## [Quoted passage]
-----
Strategic Management Explorer

Show Them the Path: How Making Performance Trajectories Visible Reduces Early Turnover

By Hugh Xiaolong Wu and Yucheng Liang

Many firms lose new employees just as those workers are beginning to learn the job. That early turnover is costly. Firms lose recruiting and training investments, teams lose stability, and workers leave before they have had a fair chance to improve. Managers often try to solve this problem with better pay, tighter incentives, or more supervision. Our study points to another lever that is easy to miss: the kind of performance information employees see inside the firm.

That missing context can matter a great deal. If new workers believe they are falling far short of where they “should” be, they may become discouraged and stressed. They may start to think they are not a good fit for the job, even when their early struggles are normal. In that sense, the problem is not social comparison alone. The problem is social comparison without the right information. When workers see only polished outcomes and not the learning curve behind them, they may leave too soon.

We study this issue in a 28-week randomized controlled trial at a large multinational spa chain in China, involving more than 7,000 workers across 160 stores. The setting is useful because performance is highly visible and turnover among new workers is high. In the main treatment, workers received twice-weekly messages showing the performance trajectory of an anonymous high-performing senior coworker in their region. These messages reported how that senior worker had performed in month 1, month 3, month 6, month 12, and the most recent month. The intervention did not change compensation, bonuses, or formal management practices. It simply made the path to high performance more visible.
-----
## [Exercise aim]
Copy word for word the part of the article on early turnover that begins with the words containing "By Hugh Xiaolong" and ends with "inside the firm.".
-----
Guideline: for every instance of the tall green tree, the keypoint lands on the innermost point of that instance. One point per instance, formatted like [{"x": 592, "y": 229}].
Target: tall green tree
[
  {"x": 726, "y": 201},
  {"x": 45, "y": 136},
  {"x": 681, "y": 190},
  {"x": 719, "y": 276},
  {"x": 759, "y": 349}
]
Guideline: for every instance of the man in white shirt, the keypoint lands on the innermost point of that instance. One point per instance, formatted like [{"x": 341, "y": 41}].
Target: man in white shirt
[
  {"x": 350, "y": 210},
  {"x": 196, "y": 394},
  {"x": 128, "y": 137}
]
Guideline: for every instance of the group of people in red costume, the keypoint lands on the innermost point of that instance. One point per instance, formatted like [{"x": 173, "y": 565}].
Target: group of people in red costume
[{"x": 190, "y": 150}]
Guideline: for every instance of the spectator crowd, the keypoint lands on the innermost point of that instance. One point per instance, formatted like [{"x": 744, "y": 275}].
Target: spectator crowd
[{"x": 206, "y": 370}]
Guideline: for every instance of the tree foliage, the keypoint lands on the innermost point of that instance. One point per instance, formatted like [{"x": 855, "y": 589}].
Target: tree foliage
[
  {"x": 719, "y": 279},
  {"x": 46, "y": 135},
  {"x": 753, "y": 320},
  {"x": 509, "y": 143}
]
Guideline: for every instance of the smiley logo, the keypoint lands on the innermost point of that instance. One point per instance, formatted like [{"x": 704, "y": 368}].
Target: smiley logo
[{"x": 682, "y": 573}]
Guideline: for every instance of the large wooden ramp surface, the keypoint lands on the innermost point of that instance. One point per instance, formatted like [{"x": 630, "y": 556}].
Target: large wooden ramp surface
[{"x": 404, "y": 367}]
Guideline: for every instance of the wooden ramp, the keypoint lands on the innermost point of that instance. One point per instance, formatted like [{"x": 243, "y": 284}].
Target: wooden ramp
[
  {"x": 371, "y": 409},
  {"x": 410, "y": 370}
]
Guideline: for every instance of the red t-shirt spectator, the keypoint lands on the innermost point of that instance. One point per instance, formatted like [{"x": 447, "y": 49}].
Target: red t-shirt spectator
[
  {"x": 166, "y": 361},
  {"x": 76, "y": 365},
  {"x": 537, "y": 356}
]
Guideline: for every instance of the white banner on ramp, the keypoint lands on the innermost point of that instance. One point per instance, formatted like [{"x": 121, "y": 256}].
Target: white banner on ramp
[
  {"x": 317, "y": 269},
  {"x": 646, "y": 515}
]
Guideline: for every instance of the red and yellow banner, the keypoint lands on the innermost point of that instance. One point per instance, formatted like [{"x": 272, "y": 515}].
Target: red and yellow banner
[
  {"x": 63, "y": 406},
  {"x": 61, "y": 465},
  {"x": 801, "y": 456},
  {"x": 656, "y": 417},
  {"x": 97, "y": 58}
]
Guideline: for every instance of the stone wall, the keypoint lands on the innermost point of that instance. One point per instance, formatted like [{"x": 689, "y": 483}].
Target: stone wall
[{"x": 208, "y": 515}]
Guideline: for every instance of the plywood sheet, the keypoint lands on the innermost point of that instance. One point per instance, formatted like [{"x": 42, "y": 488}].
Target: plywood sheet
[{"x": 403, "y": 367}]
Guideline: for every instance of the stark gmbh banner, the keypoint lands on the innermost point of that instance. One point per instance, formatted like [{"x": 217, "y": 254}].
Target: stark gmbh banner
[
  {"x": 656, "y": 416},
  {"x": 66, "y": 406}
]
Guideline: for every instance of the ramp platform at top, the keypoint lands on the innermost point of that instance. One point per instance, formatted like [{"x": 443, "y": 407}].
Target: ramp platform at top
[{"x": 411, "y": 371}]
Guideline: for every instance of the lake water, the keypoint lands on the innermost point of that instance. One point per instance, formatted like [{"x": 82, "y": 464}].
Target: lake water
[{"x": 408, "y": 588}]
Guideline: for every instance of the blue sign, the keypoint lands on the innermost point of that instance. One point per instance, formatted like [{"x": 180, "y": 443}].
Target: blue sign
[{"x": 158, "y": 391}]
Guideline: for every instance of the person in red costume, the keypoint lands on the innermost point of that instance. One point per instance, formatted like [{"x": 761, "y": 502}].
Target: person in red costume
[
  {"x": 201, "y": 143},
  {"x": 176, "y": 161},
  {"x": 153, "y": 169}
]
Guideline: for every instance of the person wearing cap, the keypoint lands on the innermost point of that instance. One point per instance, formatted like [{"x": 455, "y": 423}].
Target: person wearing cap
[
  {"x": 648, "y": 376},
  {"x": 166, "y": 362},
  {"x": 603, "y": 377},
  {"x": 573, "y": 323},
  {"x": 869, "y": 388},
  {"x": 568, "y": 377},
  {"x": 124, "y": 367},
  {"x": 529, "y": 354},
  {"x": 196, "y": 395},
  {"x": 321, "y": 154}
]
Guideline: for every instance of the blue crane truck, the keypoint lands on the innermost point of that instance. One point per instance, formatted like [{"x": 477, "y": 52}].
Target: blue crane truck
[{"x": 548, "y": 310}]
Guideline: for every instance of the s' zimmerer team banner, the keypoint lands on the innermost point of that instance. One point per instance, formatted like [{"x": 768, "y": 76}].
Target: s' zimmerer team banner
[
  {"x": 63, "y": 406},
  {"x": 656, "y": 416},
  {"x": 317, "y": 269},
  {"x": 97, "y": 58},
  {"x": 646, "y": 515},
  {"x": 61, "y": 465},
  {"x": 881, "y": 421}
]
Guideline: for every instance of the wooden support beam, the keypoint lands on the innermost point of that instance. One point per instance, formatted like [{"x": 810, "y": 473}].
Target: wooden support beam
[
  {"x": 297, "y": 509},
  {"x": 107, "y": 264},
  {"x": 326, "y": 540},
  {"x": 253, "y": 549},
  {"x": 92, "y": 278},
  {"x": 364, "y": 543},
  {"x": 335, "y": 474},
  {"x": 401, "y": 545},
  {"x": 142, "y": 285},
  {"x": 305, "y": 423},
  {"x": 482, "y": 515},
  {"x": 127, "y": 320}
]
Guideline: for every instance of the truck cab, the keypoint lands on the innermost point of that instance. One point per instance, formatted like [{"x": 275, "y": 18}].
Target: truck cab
-----
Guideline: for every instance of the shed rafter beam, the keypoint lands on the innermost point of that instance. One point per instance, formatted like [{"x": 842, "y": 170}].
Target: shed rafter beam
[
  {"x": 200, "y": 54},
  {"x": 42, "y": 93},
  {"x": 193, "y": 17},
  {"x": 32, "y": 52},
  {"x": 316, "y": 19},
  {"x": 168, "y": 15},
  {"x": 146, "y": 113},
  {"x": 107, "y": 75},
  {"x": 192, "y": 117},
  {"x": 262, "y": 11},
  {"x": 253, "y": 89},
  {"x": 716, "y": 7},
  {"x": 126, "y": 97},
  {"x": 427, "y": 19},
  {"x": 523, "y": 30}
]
-----
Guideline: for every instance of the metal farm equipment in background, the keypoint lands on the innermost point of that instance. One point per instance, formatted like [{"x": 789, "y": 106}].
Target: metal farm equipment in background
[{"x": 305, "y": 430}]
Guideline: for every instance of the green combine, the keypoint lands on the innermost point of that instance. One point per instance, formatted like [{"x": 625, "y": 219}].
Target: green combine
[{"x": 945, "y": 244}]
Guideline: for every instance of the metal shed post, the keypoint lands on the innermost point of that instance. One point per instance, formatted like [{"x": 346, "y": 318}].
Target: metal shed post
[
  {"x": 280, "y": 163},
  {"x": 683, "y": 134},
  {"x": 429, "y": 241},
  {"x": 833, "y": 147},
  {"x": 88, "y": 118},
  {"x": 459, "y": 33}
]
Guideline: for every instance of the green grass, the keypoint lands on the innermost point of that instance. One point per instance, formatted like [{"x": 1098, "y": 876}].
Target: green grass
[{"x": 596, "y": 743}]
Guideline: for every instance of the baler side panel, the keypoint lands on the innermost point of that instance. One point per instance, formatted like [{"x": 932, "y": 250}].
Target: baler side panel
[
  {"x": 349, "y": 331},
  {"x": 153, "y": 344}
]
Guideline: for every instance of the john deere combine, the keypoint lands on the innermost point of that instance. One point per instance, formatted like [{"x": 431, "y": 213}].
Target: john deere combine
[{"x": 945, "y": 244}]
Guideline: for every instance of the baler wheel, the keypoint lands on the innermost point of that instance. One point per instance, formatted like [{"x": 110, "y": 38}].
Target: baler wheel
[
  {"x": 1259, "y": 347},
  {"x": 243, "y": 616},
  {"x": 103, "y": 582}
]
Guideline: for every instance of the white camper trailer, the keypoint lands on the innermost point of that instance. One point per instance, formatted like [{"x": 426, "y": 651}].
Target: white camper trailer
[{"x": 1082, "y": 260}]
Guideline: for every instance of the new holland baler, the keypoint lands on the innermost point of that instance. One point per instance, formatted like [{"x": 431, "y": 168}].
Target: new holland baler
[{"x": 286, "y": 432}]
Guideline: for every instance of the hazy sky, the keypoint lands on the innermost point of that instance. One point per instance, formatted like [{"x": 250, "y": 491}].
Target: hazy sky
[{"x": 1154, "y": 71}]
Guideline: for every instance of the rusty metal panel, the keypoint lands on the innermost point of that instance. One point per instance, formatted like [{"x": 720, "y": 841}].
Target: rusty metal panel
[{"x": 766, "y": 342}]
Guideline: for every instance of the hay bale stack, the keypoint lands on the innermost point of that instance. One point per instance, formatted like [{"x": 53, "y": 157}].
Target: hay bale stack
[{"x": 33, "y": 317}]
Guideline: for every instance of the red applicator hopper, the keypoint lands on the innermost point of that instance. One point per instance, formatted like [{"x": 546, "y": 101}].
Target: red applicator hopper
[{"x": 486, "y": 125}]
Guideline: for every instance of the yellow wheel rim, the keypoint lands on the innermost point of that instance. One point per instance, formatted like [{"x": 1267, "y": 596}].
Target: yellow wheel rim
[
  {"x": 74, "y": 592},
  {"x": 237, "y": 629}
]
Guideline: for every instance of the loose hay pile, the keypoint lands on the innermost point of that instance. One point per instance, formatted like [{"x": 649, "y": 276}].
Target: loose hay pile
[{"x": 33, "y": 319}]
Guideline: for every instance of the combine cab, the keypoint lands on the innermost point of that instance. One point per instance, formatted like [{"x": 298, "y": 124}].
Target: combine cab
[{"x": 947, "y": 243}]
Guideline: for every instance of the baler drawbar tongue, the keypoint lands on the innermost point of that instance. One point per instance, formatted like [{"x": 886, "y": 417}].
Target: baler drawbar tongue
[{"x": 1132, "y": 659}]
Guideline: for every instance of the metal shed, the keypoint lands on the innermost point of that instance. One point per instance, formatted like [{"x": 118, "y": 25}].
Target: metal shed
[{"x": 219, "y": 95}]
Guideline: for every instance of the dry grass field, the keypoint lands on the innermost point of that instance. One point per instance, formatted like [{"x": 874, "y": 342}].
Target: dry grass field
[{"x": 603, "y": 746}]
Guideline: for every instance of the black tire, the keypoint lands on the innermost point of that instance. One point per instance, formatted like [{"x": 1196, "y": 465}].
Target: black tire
-----
## [Result of the exercise]
By Hugh Xiaolong Wu and Yucheng Liang

Many firms lose new employees just as those workers are beginning to learn the job. That early turnover is costly. Firms lose recruiting and training investments, teams lose stability, and workers leave before they have had a fair chance to improve. Managers often try to solve this problem with better pay, tighter incentives, or more supervision. Our study points to another lever that is easy to miss: the kind of performance information employees see inside the firm.